__INSTRUCTIONS TO FOLLOW__
Images are excluded; otherwise, output every record exactly.

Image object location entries
○ ○ ○

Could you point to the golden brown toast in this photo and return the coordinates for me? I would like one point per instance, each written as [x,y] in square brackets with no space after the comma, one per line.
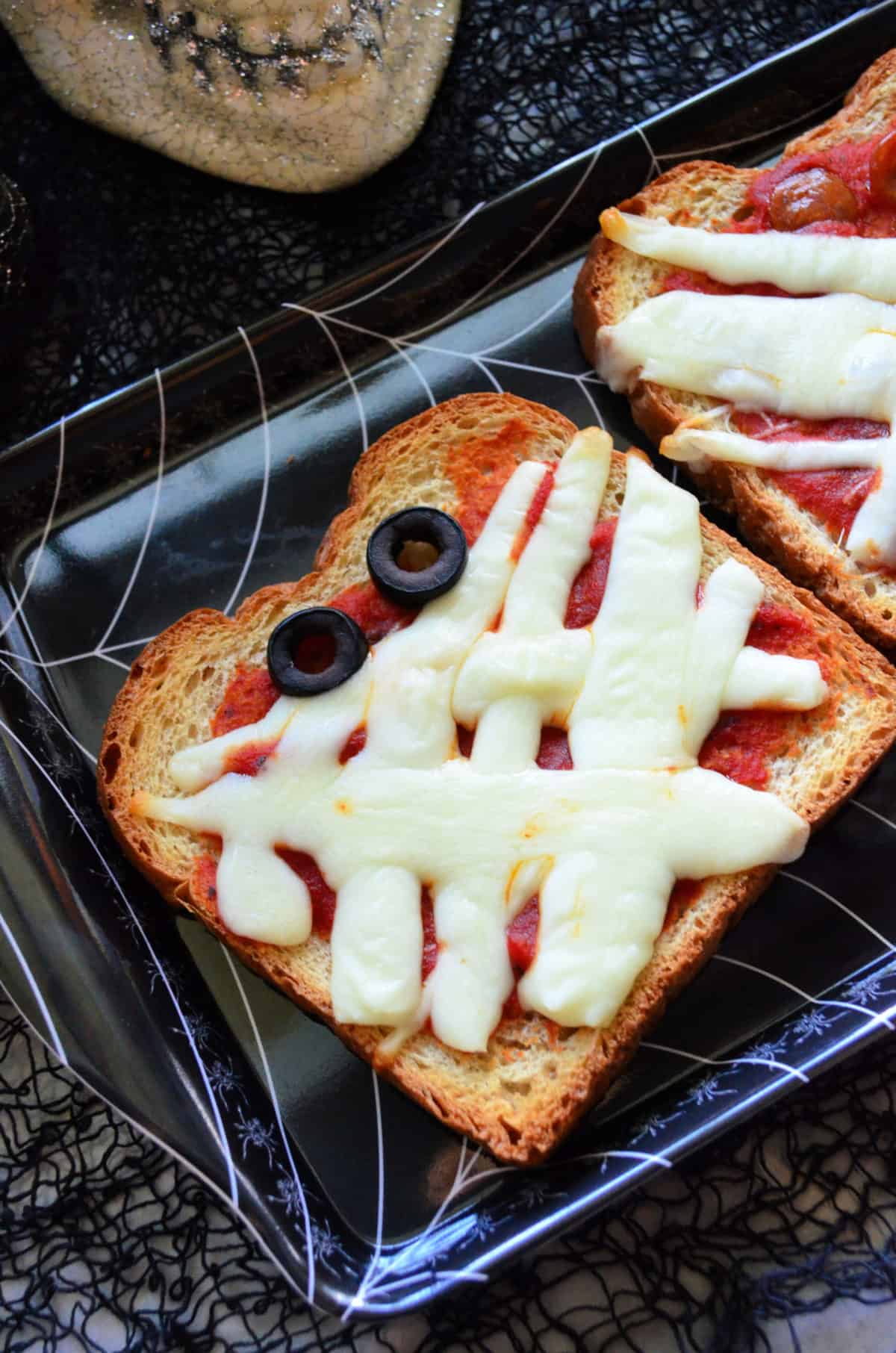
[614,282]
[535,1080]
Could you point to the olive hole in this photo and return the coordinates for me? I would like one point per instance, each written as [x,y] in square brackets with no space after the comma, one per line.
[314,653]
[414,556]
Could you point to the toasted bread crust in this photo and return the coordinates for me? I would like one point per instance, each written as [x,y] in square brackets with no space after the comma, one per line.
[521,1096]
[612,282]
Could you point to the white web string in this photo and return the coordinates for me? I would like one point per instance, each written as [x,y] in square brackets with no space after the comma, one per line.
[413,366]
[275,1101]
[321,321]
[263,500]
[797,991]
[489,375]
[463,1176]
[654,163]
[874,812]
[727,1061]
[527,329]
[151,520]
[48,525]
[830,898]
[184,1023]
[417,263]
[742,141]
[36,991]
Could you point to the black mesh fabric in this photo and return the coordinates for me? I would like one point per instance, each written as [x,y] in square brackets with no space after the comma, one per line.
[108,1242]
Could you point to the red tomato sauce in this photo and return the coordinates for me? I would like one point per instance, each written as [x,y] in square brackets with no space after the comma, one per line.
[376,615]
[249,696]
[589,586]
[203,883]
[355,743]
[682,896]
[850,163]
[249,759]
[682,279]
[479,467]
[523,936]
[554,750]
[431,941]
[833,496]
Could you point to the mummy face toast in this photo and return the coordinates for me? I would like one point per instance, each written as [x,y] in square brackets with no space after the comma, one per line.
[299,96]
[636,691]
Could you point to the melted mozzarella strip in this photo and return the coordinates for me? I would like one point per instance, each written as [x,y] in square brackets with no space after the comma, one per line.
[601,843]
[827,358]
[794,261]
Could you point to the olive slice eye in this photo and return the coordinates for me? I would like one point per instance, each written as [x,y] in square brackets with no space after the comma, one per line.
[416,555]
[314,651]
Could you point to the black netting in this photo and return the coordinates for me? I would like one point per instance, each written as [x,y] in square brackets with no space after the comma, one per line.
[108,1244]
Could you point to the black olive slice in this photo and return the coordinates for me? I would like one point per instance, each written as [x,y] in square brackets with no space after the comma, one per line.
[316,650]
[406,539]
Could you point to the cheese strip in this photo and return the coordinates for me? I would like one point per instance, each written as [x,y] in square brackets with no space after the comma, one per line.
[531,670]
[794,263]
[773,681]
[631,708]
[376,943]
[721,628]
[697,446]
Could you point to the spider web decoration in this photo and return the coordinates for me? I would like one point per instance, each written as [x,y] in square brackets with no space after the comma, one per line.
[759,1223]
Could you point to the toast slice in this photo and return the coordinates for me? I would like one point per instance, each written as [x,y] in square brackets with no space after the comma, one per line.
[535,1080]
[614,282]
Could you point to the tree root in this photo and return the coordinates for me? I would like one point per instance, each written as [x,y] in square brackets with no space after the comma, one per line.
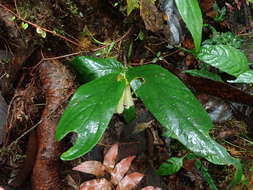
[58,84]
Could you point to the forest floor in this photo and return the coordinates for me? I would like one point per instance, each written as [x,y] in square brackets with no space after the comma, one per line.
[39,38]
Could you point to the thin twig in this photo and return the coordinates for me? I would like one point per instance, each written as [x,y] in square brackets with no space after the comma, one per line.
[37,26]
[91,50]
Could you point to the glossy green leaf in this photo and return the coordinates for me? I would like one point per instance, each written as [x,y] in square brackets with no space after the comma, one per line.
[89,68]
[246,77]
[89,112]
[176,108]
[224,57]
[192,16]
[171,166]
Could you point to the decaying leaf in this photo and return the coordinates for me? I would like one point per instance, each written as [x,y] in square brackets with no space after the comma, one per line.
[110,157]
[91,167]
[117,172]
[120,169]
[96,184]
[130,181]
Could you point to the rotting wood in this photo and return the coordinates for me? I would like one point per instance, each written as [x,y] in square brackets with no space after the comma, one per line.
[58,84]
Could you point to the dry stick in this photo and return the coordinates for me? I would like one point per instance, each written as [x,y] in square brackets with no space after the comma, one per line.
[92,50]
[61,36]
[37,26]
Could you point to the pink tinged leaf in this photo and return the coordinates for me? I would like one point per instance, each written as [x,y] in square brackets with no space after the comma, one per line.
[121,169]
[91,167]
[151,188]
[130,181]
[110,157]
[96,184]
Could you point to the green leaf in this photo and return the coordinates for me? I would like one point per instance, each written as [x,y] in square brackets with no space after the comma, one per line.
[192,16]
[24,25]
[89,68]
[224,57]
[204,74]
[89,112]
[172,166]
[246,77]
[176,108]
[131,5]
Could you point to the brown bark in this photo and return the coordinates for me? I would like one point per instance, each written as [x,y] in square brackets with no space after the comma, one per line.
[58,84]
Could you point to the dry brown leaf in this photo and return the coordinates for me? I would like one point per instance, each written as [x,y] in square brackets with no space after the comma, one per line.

○ ○ ○

__RIGHT ANSWER__
Could you point to the golden brown toast in this photo and return the coordinates for me? I would like one point per instance, each written as [x,y] in square brackets with no space after the comma, one per line.
[614,282]
[535,1080]
Could you point to the olive hole in this photo and return the coordinates for me? I would like one point per instance, each written as [x,y] in square brackets with no space after the comma, one per line.
[314,653]
[414,556]
Could you point to the toasted bread crust in this photo and return the coordinates for me? I would like one point per instance, each written as [x,y] in square brackets with no space after the comma, one per line.
[521,1096]
[612,282]
Could you point to the white web string in this photo and return the coordinates for me? I would like one point per instance, each written as [x,y] in square brackets with no space after the comma, one per line.
[413,366]
[275,1101]
[321,321]
[263,500]
[797,991]
[489,375]
[463,1176]
[654,163]
[874,812]
[727,1061]
[527,329]
[151,520]
[48,525]
[830,898]
[184,1023]
[417,263]
[742,141]
[36,991]
Could you point to the black mesh fabric in this photo and return the coordinates for me? I would like one point per instance, each written as [x,y] in square brackets with no space after the comma, one per line.
[108,1242]
Could you point to the red tomato sauce in this photo and return the coordinates for me? I would like one point per instance, each written as [x,y] in square brackets with no space after the comma, one per line.
[376,615]
[249,696]
[589,586]
[203,883]
[355,743]
[682,896]
[850,163]
[249,759]
[682,279]
[479,467]
[523,936]
[554,750]
[431,941]
[833,496]
Could you point to the mummy face toast in this photo and return the coordinates for me? I would like one point per instance, each written as [x,y] in square brackets with no space after the comma, one per line.
[299,96]
[636,691]
Could you point to the melted mozzarella strip in this photo and return the coordinates for me? I would like one point per instance, each written as [x,y] in square brackets with no space after the comma, one per line.
[601,843]
[827,358]
[794,261]
Could you point to the olive slice eye in this photo and return the coordinates for me? I would like one point per instance, each written as [x,y] in square brackets with no space after the comma, one per line.
[416,555]
[314,651]
Could you point to the black netting in this photo and return the coordinates for me? I would like one point per instance, each written as [x,y] in square brackets with no space after the comma, one per line.
[108,1244]
Could you point to the black olive slice in this photo and return the coordinates for me? I would like one point per instance, each written as [x,y] in square brackets with no space after the comma, one per line.
[316,650]
[406,539]
Could you point to the cheese strip in this photo and return the coordinates for me? I would like one point per instance, each written as [x,y] in square brackets with no space after the comma, one per line.
[531,670]
[794,263]
[773,681]
[631,708]
[376,943]
[721,628]
[697,446]
Could you point to the spider web decoration in this photo and return the coordinates for me? I would like one point per instance, each written as [x,y] in square brackets with no space after the comma, one per line.
[759,1223]
Could you point to the toast slice in this photo and return the coordinates for me? I would like one point per instance, each written as [x,y] in square brackets with no space after the comma, one per line.
[535,1080]
[614,282]
Could you point to the tree root in this photo and return the coordinates for me? I would like one point per instance, each written as [x,y] in square brackets with no space after the comma, one per line.
[58,84]
Could you point to the forest floor in this photo and return the coordinates for me? I would like one point per instance, each written as [x,y] in square brackets with no space after the comma, one per line.
[39,38]
Could you point to the thin twig in this photo and return the coordinates for me? I would like one point per instance, each written as [x,y] in square brackets with no space after the comma, one per line.
[37,26]
[91,50]
Could you point to the glossy green leaf in this photo and return the coordinates for me? I would like one point per instance, each written as [x,y] in square brackets with no space after the comma, one per line.
[89,68]
[246,77]
[89,112]
[176,108]
[224,57]
[192,16]
[171,166]
Could you point to the decaying leaf in this photo and return the coordinates for me? I would like one point per instance, each written as [x,y] in square brackets with no space after the comma, one per line.
[110,157]
[91,167]
[117,172]
[120,169]
[96,184]
[130,181]
Could you point to the rotting wood in this photo and return the coordinates for me? I would like one point per instance, each written as [x,y] in square brackets with no space after the comma, one per line.
[58,84]
Could you point to the dry stick in this photo and return the coordinates for me? I would like one point per instance, each written as [x,y] in square brackets with no space after the comma, one per line.
[92,50]
[61,36]
[37,26]
Could you point to the pink tinged leaf in this photo and return the coordinates for me? I would like one point per instance, each written as [x,y] in square brackets with no space after the comma, one per line.
[121,169]
[91,167]
[151,188]
[130,181]
[110,157]
[96,184]
Could you point to the green leaf in this photo and return the coordinates for me? I would like one point per instance, each written as [x,y] in square brackets with no space after the comma, one per line.
[192,16]
[24,25]
[89,68]
[224,57]
[204,74]
[89,112]
[172,166]
[246,77]
[176,108]
[131,5]
Could you point to the brown bark in this photo and return the coordinates for me? I would like one point per instance, each written as [x,y] in square brackets with no space after the comma, one per line.
[58,84]
Could you point to the dry brown leaf in this photo and return the coordinates for me? I would like one point per instance, each written as [x,y] in square brackets with no space after the comma, one per line.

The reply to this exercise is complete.